◆ **PAGE EXCERPT**
Maria (left) and Angelina Khachaturyan attend a court hearing in Moscow in June 2019.
Maria (left) and Angelina Khachaturyan attend a court hearing in Moscow in June 2019.

Russia's Investigative Committee has rejected the recommendation of the Prosecutor-General's Office to reduce the charges against three sisters accused of killing their father in Moscow.

Lawyers Aleksei Liptser and Aleksei Parshin said on May 13 that investigators had refused to change the charge from premeditated murder to self-defense in the high-profile case that fueled debate on the issue of domestic violence in the country.

Prosecutors wanted the case reclassified as self-defense, which many in the country saw as a sign that the criminal case against Maria, Angelina, and Krestina Khachaturyan would be closed.

The three sisters, all of whom were teenagers at the time, stabbed their father to death in a Moscow suburb in July 2018 after enduring what they said was constant humiliation and sexual abuse.

The girls confessed to using a knife and hammer to kill their 57-year-old father, Mikhail Khachaturyan.

The Investigative Committee said in December 2019 that it had completed an investigation into the killing and was recommending charges of murder and conspiracy to commit murder against the two older sisters, Krestina and Angelina, who were aged 18 and 19 at the time.

The statement said the two were of sound mind and aware of their actions when the killing occurred, but it also pointed to the long-term "physical and mental suffering" inflicted on them by their father as a mitigating circumstance.

They face up to 20 years in prison if convicted of the charges.

Investigators recommended that the third sister, Maria, who was 17 at the time of her father's killing, should enter mandatory psychiatric care.

The case has received broad coverage in the media in Russia and abroad and has triggered a debate on domestic abuse following the 2017 introduction of a law decriminalizing most forms of battery.

Some 350,000 people have signed a petition demanding the sisters' release, while women's rights activists inside and outside of Russia have rallied in their support.

◆ **EXERCISE REQUIREMENTS**
Decide whether each statement agrees with the excerpt about the Khachaturyan sisters, answering yes or no and quoting the words from the excerpt that settle it. (a) The Investigative Committee accepted the Prosecutor-General's Office recommendation to reduce the charges. (b) Maria was 17 when her father was killed. (c) About 350,000 people signed a petition calling for the sisters' release. The data after this point comes from another source.

◆ **GIVEN ENTRIES**

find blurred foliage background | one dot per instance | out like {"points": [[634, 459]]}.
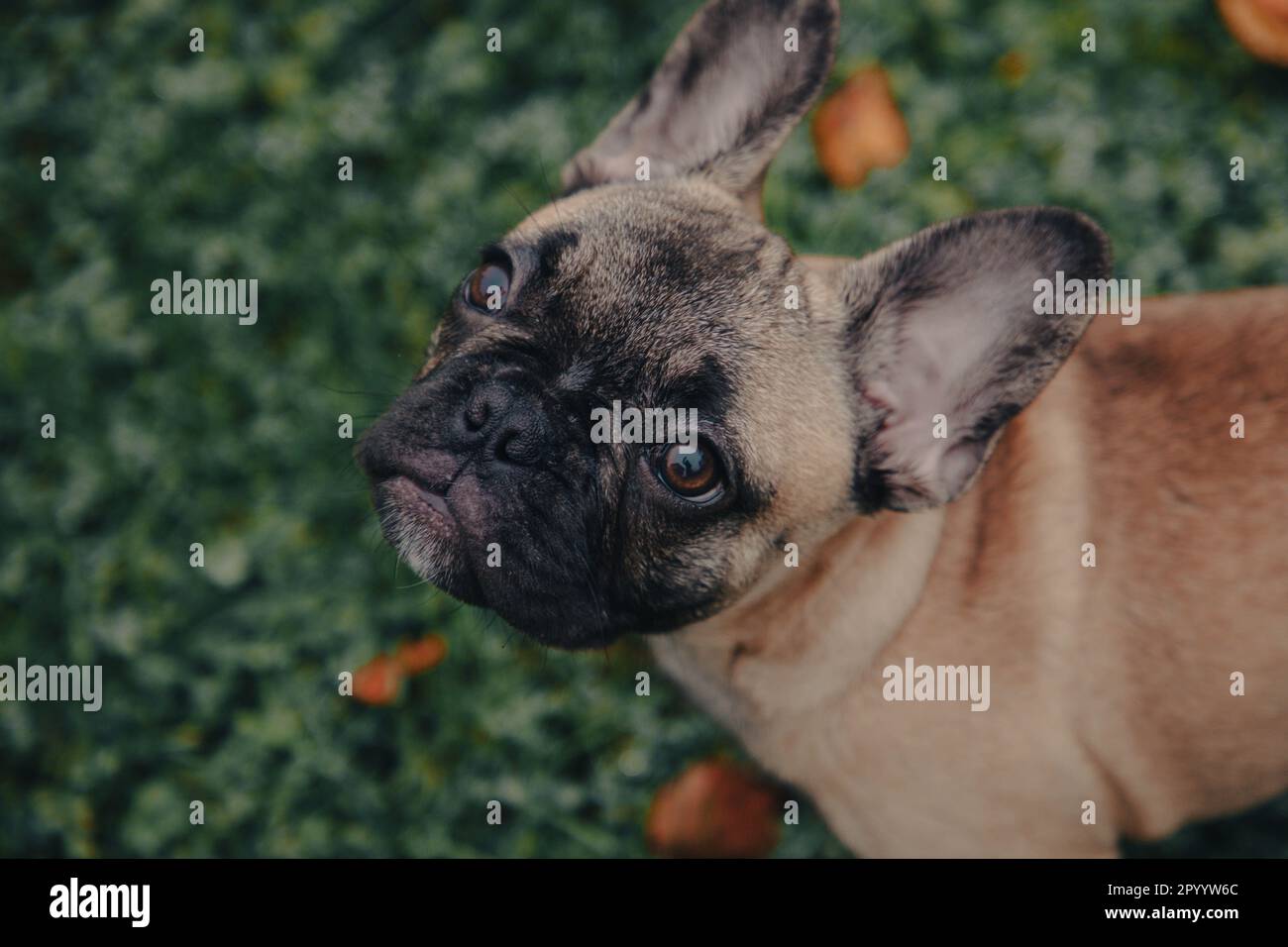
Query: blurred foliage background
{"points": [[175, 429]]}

--

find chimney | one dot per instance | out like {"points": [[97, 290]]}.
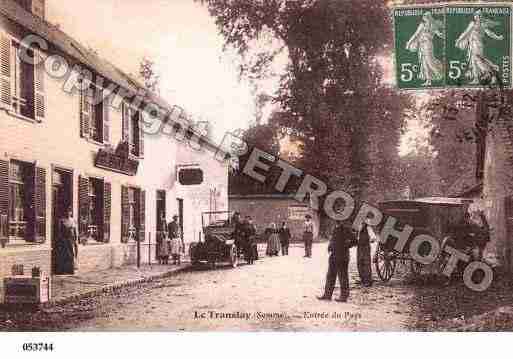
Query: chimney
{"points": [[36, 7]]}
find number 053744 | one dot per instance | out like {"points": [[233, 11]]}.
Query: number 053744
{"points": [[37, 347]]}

==

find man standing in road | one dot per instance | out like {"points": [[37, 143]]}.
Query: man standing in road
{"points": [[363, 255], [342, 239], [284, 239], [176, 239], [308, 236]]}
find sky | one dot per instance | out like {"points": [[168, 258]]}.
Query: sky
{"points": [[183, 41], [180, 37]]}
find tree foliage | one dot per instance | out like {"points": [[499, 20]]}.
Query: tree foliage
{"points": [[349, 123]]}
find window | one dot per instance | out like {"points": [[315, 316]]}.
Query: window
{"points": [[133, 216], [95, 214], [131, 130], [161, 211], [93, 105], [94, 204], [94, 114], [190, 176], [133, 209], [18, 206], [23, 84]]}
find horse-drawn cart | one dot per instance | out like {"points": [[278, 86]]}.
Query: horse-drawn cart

◆ **SOLUTION**
(a) No: "Russia's Investigative Committee has rejected the recommendation of the Prosecutor-General's Office to reduce the charges"
(b) Yes: "the third sister, Maria, who was 17 at the time of her father's killing"
(c) Yes: "Some 350,000 people have signed a petition demanding the sisters' release"